Exercise objective -
Please write out every line of the entries below as a numbered list, leaving out blank lines and the pictures.

Raw data -

══════════

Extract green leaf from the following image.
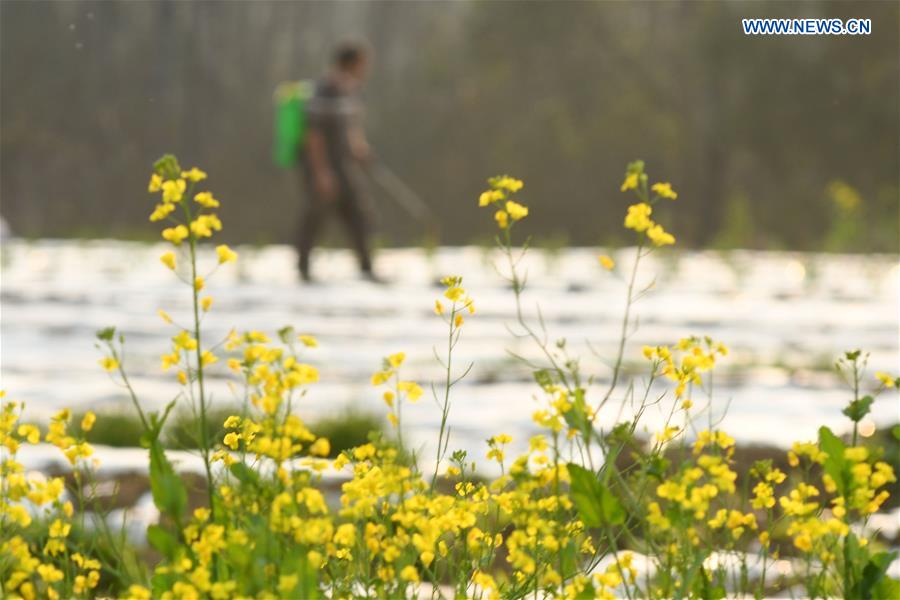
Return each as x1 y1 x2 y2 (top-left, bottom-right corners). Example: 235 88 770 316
819 427 847 496
566 463 625 527
153 154 181 179
564 388 591 437
147 525 178 560
150 440 187 523
841 396 875 423
228 462 259 486
97 327 116 342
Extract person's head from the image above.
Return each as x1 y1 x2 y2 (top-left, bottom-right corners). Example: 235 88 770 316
334 41 372 82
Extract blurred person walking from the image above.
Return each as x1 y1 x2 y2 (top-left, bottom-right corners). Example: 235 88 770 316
297 42 381 282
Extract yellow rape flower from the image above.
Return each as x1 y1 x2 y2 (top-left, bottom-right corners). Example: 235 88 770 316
400 565 419 583
506 200 528 221
619 173 638 192
81 411 97 431
150 203 175 222
647 225 675 246
181 167 206 183
650 182 678 200
875 371 896 388
488 175 525 192
309 438 331 456
478 190 506 208
397 381 422 402
17 424 41 444
147 173 162 193
159 252 175 271
194 192 219 208
625 202 653 233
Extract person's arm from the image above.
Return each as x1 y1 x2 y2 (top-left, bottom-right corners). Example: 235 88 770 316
306 128 337 200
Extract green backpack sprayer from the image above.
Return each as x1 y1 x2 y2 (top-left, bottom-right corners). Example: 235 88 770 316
272 81 314 169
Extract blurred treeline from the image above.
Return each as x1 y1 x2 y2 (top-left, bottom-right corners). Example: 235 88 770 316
0 0 900 252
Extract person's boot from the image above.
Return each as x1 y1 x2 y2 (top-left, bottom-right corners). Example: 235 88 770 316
297 260 313 283
360 269 388 285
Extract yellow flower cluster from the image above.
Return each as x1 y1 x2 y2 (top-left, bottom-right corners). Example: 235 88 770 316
621 161 678 246
643 337 728 410
478 175 528 230
147 156 237 270
372 352 423 427
0 392 101 600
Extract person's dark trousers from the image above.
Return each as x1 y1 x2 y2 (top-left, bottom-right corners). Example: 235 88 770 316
297 185 372 279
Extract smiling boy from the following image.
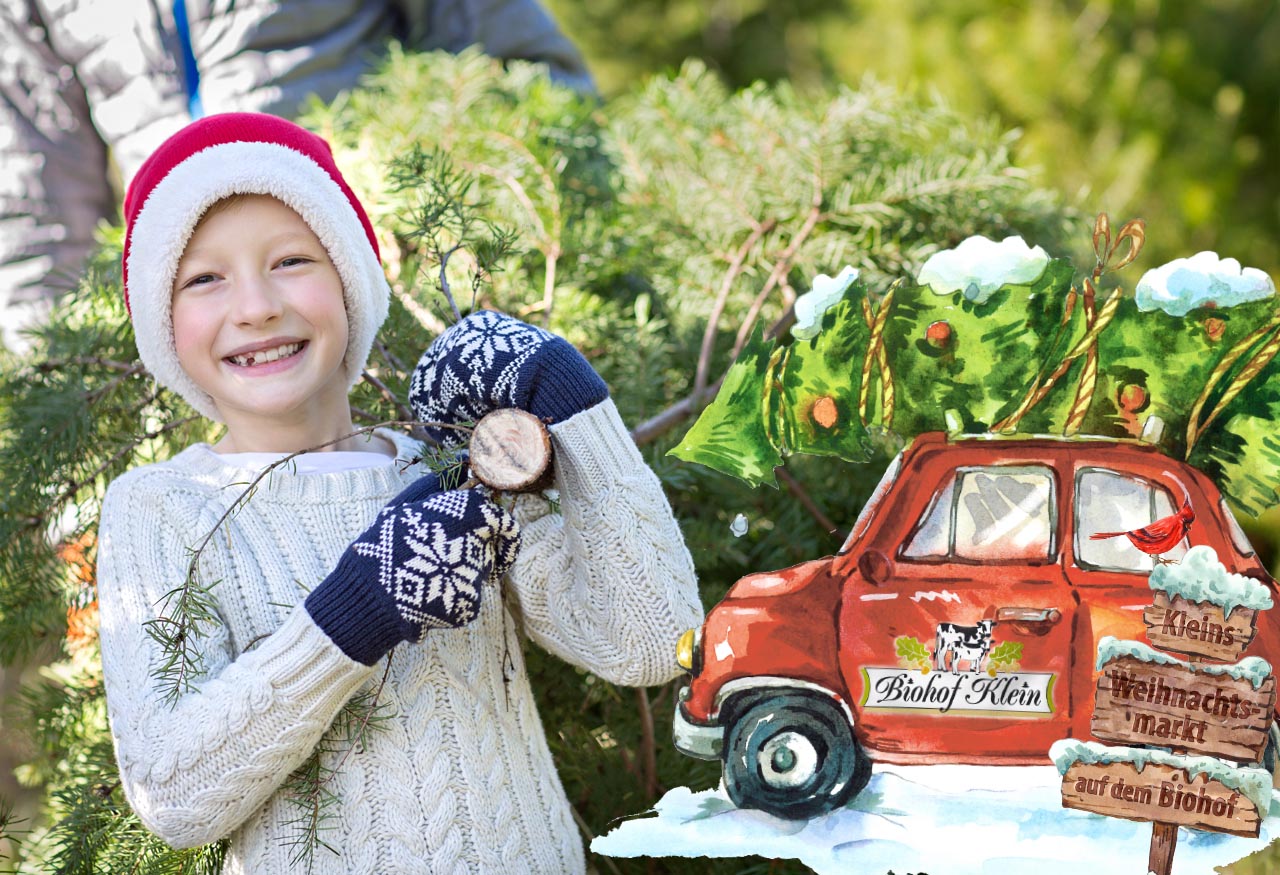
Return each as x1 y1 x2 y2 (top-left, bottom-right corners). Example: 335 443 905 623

══════════

Answer for this exercise -
1. Extract green leaf from the following image.
2. Return each as x1 y1 x2 y2 (top-left, bottom-right corners). Example: 235 88 770 316
3. 819 427 847 496
4. 566 463 625 527
5. 153 154 181 179
6. 564 388 591 437
7. 147 525 178 560
8. 150 440 187 523
9. 841 396 875 423
10. 228 462 259 486
11. 97 327 116 342
12. Extract person's head from the image above.
13. Return each as x1 y1 x2 y2 (top-left, bottom-right corners). Example: 235 88 770 316
14. 334 41 372 82
15. Extract blurred person walking from the image above.
16. Return each as x1 y1 x2 y2 (top-left, bottom-right corners). Example: 235 88 770 316
17. 297 42 381 282
18. Extract yellow rape flower from the image above.
19. Return each as x1 y1 x2 y2 (top-left, bottom-right corners). Example: 235 88 770 316
20. 400 565 419 583
21. 506 200 528 221
22. 619 173 638 192
23. 81 411 97 431
24. 150 203 175 222
25. 647 225 675 246
26. 181 167 206 183
27. 650 182 678 200
28. 875 371 896 388
29. 488 175 525 192
30. 309 438 331 456
31. 478 190 506 208
32. 397 381 422 402
33. 17 424 41 444
34. 147 173 162 193
35. 159 252 175 271
36. 194 192 219 208
37. 625 202 653 233
38. Extract person's arm from the image above.
39. Return each as x1 y1 x2 y2 (top-left, bottom-right corners). Example: 235 88 770 316
40. 306 128 337 200
41. Extract green backpack sprayer from the image above.
42. Return each as x1 y1 x2 y2 (top-left, bottom-right corners). Example: 235 88 770 316
43. 272 81 314 169
44. Extract blurred treeline from the image above.
45. Return each as x1 y1 x2 y2 (top-left, bottom-right corners). Example: 235 88 770 316
46. 0 0 900 252
47. Extract person's boot from the image above.
48. Return each as x1 y1 x2 y2 (top-left, bottom-right corners). Example: 235 88 770 316
49. 297 260 313 283
50. 360 269 388 285
51. Extract yellow flower cluster from the image above.
52. Return each as x1 y1 x2 y2 (top-left, bottom-right corners). Example: 235 88 770 316
53. 621 161 678 246
54. 643 337 728 410
55. 478 175 528 230
56. 147 156 237 270
57. 372 352 423 427
58. 0 392 101 600
59. Extract person's dark trousers from the image above.
60. Return each as x1 y1 x2 y2 (top-left, bottom-right corners). Example: 235 88 770 316
61. 297 185 372 279
62. Extract smiling boy from the following image.
63. Return each as x1 y1 x2 y2 (top-left, bottom-right corners). Example: 335 443 905 623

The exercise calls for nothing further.